◆ **Required actions**
(1) List every organization or business that the NASCAR commentary names.
(2) Reproduce the part of the NASCAR commentary starting at "He’s got a lot" and ending at "or someone new.".

◆ **Extracted text**
>>

However, introducing NASCAR fans to race winner Brenden Queen and having popular YouTuber ‘Cleetus McFarland’ introduce his fans to the sport were all significant wins.
FOX and NASCAR seemed to recognize this too, inviting McFarland, real name Garrett Mitchell, into the broadcast booth for the second half of the race. The race was not particularly flattering but McFarland has tremendous reach to people who are not inherently NASCAR fans and his contributions were a net positive.
He spent all day and night after the race just hamming it up with race fans.
He’s got a lot of work to go, and sporting integrity matters here, but ‘Cleetus’ wants to race in the Daytona 500 by 2027 and based on the reaction to him on Saturday, it would have an additive effect on the sport should he earn that right.
Meanwhile, Daytona learned about the legend of Brenden ‘Butterbean’ Queen, the mullet bearing, Waffle House soliciting, nut who also won the most prestigious short track championship in the country last year when he won in the CARS Tour for Lee Pulliam Performance.
At 27-years-old, Queen is old by prospect standards but only recently broke out into the mainstream with some additional sponsorship support to make a serious NASCAR run a reality.
Like ‘Cleetus,’ Queen was the life of the party after the race and the authenticity connected with race fans interested in something or someone new.
Even if the racing product was awful on Saturday, it did create two new potential stars for NASCAR in the coming years, even if their ceiling are fundamentally different.

<<

◆ **Records supplied**
>>

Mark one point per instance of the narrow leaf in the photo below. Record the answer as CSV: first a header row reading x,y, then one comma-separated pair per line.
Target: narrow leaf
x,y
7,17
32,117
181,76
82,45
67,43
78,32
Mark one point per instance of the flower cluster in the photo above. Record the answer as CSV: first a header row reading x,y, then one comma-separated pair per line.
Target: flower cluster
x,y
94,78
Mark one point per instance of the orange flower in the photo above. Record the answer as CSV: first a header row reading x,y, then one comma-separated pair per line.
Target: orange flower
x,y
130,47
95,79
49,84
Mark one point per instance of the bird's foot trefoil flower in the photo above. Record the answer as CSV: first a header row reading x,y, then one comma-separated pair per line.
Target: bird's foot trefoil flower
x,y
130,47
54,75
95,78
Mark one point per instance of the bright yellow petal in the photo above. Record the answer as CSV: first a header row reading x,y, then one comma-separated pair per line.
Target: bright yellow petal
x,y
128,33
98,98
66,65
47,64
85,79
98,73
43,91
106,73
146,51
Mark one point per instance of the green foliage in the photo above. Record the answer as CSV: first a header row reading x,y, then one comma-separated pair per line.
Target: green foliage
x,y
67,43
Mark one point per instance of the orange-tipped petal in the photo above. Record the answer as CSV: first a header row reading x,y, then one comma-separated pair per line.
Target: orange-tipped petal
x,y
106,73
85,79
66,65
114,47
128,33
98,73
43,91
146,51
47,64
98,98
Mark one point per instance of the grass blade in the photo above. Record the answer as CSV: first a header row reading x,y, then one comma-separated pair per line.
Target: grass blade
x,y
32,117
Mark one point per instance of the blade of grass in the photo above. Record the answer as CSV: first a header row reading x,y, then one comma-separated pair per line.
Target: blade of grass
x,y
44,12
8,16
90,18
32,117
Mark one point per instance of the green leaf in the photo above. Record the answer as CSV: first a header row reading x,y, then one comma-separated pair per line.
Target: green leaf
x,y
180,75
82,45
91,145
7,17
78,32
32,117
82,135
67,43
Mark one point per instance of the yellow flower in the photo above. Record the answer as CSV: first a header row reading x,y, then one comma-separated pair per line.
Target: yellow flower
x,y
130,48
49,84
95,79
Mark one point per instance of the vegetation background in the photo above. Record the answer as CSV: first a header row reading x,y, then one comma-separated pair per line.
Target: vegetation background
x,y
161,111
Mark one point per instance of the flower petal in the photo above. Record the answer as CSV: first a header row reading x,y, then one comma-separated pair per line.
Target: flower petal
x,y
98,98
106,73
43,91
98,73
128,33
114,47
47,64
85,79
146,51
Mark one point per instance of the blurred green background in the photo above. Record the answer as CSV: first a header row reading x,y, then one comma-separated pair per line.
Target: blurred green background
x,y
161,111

<<

◆ **Task-by-task results**
(1) NASCAR, FOX, Waffle House, CARS Tour, Lee Pulliam Performance

(2)
He’s got a lot of work to go, and sporting integrity matters here, but ‘Cleetus’ wants to race in the Daytona 500 by 2027 and based on the reaction to him on Saturday, it would have an additive effect on the sport should he earn that right.
Meanwhile, Daytona learned about the legend of Brenden ‘Butterbean’ Queen, the mullet bearing, Waffle House soliciting, nut who also won the most prestigious short track championship in the country last year when he won in the CARS Tour for Lee Pulliam Performance.
At 27-years-old, Queen is old by prospect standards but only recently broke out into the mainstream with some additional sponsorship support to make a serious NASCAR run a reality.
Like ‘Cleetus,’ Queen was the life of the party after the race and the authenticity connected with race fans interested in something or someone new.